Copy out, word for word, the lines of the records below that begin with the line containing "Trace the outline of every instance of the 595.8" and end with the line containing "M 7 130 L 469 129 L 469 86 L 1 88 Z", including both of those lines.

**** Data provided

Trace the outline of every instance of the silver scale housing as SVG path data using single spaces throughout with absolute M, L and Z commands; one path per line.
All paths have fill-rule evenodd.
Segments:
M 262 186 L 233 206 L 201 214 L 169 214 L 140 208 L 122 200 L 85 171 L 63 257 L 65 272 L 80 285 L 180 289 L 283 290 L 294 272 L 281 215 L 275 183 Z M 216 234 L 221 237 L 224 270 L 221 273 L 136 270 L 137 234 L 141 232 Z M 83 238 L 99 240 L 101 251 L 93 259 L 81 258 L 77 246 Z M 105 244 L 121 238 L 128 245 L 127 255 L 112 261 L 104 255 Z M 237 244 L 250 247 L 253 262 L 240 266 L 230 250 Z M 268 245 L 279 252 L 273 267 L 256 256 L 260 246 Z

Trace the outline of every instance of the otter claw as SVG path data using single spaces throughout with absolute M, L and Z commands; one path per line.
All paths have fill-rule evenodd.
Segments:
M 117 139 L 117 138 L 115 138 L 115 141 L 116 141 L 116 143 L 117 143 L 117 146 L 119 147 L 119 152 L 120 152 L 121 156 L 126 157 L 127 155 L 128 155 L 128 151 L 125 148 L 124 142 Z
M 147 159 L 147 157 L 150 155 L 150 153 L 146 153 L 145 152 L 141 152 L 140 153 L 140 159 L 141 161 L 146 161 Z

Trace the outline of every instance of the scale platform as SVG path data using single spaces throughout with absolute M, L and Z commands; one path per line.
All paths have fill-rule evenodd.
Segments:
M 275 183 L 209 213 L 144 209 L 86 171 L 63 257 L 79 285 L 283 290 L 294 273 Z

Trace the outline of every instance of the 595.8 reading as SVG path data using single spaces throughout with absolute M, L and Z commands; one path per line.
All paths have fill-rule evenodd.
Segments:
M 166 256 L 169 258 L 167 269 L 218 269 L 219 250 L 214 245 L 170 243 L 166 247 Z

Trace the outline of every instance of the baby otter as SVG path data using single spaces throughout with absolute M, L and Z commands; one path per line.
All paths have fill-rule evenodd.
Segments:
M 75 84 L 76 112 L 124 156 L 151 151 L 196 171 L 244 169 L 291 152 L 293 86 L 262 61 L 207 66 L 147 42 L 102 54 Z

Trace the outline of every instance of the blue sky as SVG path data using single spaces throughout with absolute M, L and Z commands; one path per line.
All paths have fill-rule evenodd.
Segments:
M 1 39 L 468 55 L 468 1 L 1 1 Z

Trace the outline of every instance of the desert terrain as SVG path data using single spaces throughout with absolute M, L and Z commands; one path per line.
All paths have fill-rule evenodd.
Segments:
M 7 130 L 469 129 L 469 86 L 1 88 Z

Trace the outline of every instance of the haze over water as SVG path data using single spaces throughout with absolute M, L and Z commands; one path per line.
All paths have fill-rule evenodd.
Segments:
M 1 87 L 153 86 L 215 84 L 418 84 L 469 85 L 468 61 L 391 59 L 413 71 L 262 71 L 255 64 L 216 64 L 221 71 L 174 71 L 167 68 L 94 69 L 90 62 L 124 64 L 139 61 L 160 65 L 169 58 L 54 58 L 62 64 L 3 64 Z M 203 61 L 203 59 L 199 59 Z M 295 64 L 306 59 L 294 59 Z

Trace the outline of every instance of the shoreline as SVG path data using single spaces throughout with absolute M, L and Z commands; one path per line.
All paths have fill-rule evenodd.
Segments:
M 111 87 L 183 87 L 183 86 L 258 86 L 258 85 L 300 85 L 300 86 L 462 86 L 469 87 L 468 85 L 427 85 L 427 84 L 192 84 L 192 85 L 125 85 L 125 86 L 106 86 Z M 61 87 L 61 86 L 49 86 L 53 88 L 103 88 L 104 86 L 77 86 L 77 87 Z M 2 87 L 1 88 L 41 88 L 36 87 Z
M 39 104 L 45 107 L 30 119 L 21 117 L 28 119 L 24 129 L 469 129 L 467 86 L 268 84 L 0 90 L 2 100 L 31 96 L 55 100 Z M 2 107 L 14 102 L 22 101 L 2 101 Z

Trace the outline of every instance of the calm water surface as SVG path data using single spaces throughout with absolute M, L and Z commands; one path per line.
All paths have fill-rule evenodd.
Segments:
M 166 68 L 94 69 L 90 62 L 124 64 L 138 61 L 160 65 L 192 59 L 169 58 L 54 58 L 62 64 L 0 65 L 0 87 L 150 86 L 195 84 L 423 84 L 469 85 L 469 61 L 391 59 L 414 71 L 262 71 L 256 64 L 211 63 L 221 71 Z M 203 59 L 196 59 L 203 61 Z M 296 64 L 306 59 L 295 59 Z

********

• **The completed task**
Trace the outline of every instance of the 595.8 reading as SVG path data using single spaces throughout with absolute M, L and Z commands; one path per line.
All paths have fill-rule evenodd.
Segments:
M 166 256 L 169 258 L 167 269 L 218 269 L 219 250 L 214 245 L 170 243 L 166 247 Z

Trace the outline of every instance of the baby otter as SVG path data using single spaces throughout with absolute M, L and Z commands; one path per line.
All paths have fill-rule evenodd.
Segments:
M 75 84 L 76 112 L 124 156 L 151 151 L 196 171 L 244 169 L 291 152 L 293 86 L 262 61 L 207 66 L 147 42 L 102 54 Z

Trace the outline of every instance of the blue sky as SVG path data using single spaces throughout with absolute M, L and Z commands; one path per line.
All paths have fill-rule evenodd.
Segments:
M 1 39 L 468 55 L 468 1 L 1 1 Z

Trace the outline of every instance of the desert terrain as SVG path data using single spaces throughout with absolute M, L and Z commands; one path per line.
All paths have fill-rule evenodd.
Segments:
M 7 130 L 469 129 L 469 86 L 1 88 Z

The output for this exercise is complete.